→ **JOB**
Reproduce the article about the Shea Stadium venue word for word, covering everything from "Two weeks later" down to "meeting its goal.".

→ **SOURCE PASSAGE**
Brooklyn’s Shea Stadium may only call back to the old home of the Jets and the Mets in name, but for the kids who frequented the cramped, DIY music space on a nondescript industrial Bushwick street, the venue is no less an epic refuge.
Like so many other all-ages spaces in town, Shea has been threatened by a heavy police presence that only got worse after the tragic Oakland Fire. Raids shut down several shows toward the end of January, prompting the venue to close for two weeks, remodel, and quietly open again mid-February with little hubbub.
Two weeks later Shea closed again, saying in a statement that “After increasing pressure from the local authorities it’s no longer sustainable for us to continue to operate the way we have over the past eight years. Though steps are being taken to acquire the necessary permits to secure both the short- and long-term future of Shea, it’s become increasingly clear that we won’t be able to keep having shows in the meantime. ”
This morning, Shea launched a Kickstarter with the goal of raising $50,000 in the next month toward complete legalization. The proceeds will help pay for renovations that Shea says will allow them to pass inspections by the Department of Buildings, the Department of Health, the FDNY, architect and legal fees, fire safety training, along with health and bar permits. As of now, the fund is already more than half way to meeting its goal.
“Shea’s one of the last institutions of an entire generation of DIY music venues,” the venue wrote in a press release accompanying the Kickstarter announcement.
“Over the years, countless spaces like ours have had to shut down because of circumstances beyond their control, and the number of small independent venues in NYC is dwindling. When a space closes, musicians don’t just lose a place to play. Every space is the focal point of an entire ecosystem of artists that provide support & fosters creative action in the world. As we stare down the powerful forces that stand between us and full legalization, we know we owe it to the community to continue despite a long road ahead.”
Shea’s asking the community for help is a bold but risky move; even with everything legal and in place, a consortium of government institutions will often organize to shut down a DIY venue they perceive to be a threat.

→ **DATASET CONTENT**
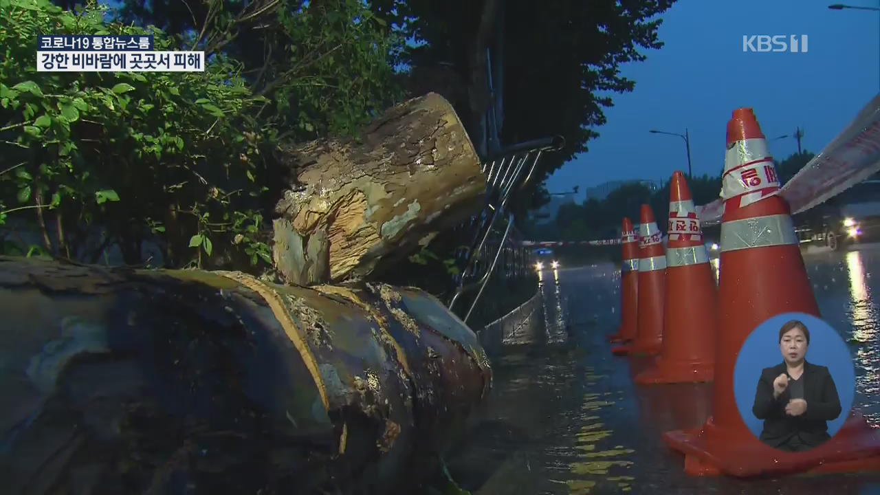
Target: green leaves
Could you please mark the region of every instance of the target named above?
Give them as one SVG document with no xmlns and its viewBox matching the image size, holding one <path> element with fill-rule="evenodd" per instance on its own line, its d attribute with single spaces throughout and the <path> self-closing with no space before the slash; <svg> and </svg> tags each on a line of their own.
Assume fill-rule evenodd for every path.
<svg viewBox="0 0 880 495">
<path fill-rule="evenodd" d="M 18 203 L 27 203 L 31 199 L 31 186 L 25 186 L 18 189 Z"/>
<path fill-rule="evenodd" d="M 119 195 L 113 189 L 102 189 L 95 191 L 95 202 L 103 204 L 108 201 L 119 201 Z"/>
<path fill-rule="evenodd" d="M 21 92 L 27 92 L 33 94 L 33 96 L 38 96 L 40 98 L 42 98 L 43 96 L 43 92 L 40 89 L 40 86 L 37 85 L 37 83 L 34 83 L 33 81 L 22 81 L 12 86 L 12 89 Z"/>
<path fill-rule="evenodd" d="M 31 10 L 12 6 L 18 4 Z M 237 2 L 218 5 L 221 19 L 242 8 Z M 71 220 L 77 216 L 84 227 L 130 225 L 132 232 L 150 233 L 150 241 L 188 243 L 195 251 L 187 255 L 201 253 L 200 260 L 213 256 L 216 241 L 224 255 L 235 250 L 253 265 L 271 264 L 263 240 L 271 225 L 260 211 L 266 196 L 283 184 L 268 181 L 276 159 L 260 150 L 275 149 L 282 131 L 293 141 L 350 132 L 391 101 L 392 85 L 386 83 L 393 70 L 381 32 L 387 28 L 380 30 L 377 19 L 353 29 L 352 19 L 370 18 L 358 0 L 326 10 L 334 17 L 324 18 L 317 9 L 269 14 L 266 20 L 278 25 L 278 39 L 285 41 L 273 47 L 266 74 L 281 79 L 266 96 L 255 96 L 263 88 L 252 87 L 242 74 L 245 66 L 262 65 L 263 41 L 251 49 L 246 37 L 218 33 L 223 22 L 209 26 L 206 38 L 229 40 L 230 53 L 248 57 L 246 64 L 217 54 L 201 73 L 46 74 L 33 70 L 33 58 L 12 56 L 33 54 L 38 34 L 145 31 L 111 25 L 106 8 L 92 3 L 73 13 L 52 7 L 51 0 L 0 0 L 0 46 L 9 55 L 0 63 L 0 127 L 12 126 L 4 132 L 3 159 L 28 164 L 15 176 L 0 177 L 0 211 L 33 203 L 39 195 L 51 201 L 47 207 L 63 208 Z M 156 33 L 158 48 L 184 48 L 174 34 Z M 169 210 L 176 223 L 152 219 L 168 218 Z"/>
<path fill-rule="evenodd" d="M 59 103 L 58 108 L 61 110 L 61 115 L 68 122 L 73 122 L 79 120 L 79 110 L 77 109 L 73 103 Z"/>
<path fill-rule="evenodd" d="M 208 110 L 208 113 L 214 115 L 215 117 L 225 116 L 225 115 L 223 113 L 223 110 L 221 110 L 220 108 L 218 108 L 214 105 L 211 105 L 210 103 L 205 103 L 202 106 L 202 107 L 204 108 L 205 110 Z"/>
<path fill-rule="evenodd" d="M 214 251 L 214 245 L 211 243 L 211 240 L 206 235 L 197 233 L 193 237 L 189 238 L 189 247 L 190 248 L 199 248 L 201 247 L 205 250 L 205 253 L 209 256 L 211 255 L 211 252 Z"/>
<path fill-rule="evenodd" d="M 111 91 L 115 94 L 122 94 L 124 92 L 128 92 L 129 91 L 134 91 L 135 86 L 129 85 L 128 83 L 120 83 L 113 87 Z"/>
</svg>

---

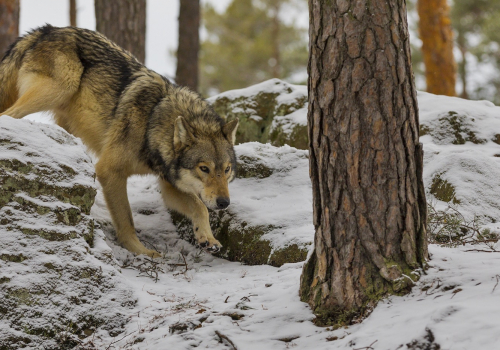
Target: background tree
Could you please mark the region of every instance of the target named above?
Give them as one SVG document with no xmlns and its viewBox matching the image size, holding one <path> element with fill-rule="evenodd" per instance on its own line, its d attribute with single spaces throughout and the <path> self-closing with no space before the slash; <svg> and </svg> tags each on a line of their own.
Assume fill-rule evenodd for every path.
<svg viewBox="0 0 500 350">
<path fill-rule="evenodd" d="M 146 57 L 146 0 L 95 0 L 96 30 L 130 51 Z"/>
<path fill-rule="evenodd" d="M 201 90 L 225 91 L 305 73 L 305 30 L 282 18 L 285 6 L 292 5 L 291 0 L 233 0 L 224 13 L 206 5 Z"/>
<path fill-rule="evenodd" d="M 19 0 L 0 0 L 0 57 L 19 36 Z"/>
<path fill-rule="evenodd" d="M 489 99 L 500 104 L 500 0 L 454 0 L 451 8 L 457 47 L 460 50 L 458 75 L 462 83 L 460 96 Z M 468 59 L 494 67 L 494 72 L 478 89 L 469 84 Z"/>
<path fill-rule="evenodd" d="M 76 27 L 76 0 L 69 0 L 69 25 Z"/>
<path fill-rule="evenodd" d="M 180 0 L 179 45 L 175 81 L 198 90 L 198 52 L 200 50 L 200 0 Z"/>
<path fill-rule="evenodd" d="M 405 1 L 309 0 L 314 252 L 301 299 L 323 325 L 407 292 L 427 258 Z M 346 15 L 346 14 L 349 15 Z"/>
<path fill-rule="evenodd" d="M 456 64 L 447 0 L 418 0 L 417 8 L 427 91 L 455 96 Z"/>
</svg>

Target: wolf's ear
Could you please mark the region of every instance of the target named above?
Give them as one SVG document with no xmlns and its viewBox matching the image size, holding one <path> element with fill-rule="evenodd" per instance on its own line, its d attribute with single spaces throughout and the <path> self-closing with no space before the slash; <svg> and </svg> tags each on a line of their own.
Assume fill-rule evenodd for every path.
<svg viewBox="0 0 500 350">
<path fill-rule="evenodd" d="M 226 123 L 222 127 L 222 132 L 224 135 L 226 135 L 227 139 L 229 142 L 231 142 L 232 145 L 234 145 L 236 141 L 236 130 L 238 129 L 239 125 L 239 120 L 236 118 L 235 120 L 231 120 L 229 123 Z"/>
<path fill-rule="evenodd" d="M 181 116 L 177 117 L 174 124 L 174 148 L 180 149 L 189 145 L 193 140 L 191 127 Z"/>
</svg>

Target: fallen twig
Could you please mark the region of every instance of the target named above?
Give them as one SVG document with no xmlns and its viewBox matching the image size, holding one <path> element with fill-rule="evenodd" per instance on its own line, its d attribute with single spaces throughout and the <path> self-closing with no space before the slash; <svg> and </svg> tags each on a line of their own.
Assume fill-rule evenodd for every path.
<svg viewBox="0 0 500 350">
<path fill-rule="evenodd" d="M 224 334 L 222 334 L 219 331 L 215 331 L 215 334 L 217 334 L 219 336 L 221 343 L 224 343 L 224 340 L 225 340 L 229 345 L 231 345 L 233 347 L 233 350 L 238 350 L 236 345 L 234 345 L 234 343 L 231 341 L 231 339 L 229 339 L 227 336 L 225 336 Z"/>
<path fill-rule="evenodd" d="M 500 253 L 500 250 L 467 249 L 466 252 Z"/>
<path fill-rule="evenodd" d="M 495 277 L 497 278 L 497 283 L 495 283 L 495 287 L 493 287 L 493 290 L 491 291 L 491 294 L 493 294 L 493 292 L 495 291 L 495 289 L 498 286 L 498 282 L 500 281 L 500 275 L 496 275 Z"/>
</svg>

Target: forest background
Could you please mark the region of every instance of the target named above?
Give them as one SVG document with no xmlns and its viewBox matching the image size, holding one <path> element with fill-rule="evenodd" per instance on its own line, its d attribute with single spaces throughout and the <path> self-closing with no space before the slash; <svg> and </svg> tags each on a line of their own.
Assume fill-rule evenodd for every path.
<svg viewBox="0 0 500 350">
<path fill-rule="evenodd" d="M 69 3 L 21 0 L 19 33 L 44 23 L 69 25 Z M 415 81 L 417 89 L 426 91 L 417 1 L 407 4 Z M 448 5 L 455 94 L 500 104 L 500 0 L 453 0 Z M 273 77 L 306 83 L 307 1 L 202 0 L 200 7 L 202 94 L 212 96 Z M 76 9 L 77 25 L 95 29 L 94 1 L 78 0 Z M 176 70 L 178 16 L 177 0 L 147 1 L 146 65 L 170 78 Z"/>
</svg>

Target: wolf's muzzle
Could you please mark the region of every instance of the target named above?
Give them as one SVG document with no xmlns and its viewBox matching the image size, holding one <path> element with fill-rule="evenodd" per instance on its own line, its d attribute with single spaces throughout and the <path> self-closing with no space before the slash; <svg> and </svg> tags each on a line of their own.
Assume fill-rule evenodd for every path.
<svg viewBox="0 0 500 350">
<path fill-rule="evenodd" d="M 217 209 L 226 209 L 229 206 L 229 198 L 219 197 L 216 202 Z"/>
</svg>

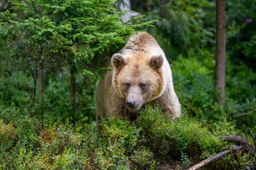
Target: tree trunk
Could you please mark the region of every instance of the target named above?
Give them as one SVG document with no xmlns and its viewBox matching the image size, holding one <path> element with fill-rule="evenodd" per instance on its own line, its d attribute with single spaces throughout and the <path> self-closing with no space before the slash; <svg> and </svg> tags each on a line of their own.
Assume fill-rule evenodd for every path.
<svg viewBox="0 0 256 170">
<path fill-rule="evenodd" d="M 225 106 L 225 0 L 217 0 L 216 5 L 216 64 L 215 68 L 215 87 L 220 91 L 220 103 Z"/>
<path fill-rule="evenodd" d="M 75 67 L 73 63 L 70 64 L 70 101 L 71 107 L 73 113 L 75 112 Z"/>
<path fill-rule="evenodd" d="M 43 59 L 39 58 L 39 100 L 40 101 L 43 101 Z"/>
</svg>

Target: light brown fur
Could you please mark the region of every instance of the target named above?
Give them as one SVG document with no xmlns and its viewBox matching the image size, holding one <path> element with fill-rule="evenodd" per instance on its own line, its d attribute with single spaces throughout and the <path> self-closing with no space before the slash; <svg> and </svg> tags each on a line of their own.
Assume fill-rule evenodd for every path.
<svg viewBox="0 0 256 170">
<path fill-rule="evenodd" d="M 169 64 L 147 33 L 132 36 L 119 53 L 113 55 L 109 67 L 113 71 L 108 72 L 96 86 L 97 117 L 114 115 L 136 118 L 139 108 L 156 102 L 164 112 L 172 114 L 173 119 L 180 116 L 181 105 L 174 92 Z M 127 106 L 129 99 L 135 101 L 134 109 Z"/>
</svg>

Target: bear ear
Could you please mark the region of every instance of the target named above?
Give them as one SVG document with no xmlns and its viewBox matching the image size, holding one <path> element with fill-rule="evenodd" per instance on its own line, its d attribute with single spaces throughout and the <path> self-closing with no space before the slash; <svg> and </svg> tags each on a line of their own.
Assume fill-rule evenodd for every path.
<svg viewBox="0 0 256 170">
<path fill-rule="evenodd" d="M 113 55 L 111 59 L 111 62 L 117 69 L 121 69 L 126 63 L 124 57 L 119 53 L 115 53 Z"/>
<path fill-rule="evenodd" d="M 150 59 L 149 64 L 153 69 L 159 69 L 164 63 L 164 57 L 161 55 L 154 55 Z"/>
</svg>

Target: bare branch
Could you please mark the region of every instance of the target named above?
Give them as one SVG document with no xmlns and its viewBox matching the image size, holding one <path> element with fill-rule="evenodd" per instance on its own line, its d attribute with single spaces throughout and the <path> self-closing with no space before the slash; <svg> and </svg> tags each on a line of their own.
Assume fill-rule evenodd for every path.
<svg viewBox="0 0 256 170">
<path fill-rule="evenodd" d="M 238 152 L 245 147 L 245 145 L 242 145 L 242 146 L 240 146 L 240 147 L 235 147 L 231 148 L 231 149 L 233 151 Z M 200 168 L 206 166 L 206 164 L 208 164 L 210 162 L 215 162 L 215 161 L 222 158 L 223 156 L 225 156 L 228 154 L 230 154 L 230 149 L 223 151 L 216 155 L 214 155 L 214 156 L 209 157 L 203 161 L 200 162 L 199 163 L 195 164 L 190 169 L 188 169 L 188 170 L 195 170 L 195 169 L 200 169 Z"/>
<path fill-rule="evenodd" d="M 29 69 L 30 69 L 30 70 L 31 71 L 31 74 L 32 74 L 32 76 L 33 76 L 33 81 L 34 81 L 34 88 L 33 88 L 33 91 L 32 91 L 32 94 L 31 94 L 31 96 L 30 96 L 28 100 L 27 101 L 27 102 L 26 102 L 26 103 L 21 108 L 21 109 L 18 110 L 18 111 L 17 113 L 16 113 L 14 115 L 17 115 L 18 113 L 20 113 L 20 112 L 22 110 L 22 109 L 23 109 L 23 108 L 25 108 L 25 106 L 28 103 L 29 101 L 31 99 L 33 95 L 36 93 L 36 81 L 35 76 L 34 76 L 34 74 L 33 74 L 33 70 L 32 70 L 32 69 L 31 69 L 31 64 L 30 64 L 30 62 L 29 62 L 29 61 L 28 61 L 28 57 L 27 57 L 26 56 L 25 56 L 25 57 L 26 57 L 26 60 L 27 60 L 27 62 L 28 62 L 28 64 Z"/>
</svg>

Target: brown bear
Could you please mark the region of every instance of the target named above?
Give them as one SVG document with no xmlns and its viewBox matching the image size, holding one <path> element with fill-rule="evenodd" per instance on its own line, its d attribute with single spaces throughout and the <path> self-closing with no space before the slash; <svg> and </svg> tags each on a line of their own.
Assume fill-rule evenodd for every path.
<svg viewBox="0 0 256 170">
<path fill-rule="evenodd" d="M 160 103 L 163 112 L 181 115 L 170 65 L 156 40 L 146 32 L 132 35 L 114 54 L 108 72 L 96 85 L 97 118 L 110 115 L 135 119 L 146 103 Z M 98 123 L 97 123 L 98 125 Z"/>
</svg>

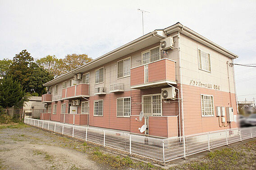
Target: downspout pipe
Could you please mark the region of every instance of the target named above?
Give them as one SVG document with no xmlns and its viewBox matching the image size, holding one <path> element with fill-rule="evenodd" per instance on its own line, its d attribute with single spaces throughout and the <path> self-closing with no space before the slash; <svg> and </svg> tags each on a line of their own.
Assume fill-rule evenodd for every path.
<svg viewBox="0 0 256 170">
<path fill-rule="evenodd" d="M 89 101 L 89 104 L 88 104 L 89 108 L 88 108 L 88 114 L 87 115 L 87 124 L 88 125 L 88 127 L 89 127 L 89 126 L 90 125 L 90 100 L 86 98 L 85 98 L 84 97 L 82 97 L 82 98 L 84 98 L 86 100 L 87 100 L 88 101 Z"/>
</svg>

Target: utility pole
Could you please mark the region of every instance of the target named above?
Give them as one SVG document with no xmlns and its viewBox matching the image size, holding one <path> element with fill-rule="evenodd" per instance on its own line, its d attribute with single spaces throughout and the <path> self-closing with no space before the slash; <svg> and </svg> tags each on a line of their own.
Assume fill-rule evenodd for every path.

...

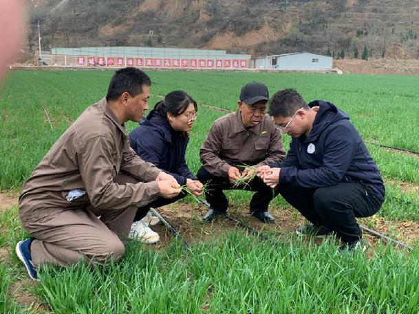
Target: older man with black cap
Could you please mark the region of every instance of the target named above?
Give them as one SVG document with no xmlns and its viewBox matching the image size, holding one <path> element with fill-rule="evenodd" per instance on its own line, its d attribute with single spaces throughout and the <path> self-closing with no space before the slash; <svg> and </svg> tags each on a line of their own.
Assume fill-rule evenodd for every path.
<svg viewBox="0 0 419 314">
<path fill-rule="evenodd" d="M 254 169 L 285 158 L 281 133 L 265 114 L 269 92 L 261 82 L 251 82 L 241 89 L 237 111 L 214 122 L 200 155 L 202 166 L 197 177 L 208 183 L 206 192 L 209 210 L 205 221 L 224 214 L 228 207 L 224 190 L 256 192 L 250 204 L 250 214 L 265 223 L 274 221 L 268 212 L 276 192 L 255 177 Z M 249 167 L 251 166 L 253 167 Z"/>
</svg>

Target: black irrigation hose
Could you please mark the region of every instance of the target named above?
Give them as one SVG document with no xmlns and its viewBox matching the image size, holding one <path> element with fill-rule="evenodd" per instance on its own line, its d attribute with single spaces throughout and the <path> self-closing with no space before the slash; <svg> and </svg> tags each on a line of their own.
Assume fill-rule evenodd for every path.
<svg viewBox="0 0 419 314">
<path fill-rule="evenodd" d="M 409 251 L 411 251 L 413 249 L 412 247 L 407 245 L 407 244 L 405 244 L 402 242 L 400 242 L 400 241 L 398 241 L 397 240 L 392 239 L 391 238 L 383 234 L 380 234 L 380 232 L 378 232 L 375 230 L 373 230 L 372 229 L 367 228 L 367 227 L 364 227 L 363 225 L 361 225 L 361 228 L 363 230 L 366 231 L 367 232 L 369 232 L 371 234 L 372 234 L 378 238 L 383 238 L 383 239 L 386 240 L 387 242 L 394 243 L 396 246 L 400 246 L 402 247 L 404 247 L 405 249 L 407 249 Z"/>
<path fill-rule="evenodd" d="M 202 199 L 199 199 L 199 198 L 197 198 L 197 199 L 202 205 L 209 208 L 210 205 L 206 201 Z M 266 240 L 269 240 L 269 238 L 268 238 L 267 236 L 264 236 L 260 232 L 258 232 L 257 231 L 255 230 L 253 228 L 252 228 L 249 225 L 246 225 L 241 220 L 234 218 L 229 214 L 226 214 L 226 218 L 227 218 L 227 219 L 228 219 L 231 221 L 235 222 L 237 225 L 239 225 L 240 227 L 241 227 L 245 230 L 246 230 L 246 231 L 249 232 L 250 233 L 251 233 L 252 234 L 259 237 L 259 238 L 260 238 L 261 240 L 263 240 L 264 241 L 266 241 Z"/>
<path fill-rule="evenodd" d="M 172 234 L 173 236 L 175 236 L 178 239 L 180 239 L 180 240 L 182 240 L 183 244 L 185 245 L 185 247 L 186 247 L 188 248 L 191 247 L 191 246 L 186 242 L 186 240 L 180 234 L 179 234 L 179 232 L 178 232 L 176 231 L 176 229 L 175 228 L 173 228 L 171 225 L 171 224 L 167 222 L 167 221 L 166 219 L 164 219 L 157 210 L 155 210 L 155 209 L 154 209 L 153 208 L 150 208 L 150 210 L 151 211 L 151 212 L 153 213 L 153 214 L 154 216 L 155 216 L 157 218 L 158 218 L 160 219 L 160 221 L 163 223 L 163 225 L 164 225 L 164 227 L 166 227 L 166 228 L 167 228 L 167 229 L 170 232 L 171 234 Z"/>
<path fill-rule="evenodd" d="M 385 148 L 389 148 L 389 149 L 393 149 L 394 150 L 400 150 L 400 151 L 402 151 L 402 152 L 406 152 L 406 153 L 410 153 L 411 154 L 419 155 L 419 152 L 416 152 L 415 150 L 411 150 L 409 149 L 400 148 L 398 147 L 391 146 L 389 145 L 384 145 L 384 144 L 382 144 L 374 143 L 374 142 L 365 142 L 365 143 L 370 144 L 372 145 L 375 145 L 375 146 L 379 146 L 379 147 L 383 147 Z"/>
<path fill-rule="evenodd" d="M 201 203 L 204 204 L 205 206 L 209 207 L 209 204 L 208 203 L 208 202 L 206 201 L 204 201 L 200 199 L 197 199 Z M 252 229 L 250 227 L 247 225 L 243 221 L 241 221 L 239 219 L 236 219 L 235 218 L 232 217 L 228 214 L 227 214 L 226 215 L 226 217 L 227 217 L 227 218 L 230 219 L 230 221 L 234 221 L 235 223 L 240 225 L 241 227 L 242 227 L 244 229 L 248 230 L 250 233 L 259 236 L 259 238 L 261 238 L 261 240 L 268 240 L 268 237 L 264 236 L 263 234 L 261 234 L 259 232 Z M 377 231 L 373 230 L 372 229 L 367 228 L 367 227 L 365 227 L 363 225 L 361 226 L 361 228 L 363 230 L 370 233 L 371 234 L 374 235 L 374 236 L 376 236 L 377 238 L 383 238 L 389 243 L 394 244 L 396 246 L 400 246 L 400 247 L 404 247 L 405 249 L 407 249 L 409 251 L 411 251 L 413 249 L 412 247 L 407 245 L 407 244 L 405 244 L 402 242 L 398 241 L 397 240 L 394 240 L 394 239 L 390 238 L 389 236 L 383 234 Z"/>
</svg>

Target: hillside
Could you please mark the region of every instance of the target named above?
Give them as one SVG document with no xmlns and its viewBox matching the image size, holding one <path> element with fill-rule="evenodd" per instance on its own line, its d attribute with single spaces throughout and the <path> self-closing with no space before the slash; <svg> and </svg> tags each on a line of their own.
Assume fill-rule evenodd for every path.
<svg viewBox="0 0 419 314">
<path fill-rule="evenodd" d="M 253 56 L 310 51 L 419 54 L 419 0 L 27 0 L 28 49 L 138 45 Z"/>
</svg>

→ **OUTPUT BELOW**
Two weeks later Shea closed again, saying in a statement that “After increasing pressure from the local authorities it’s no longer sustainable for us to continue to operate the way we have over the past eight years. Though steps are being taken to acquire the necessary permits to secure both the short- and long-term future of Shea, it’s become increasingly clear that we won’t be able to keep having shows in the meantime. ”
This morning, Shea launched a Kickstarter with the goal of raising $50,000 in the next month toward complete legalization. The proceeds will help pay for renovations that Shea says will allow them to pass inspections by the Department of Buildings, the Department of Health, the FDNY, architect and legal fees, fire safety training, along with health and bar permits. As of now, the fund is already more than half way to meeting its goal.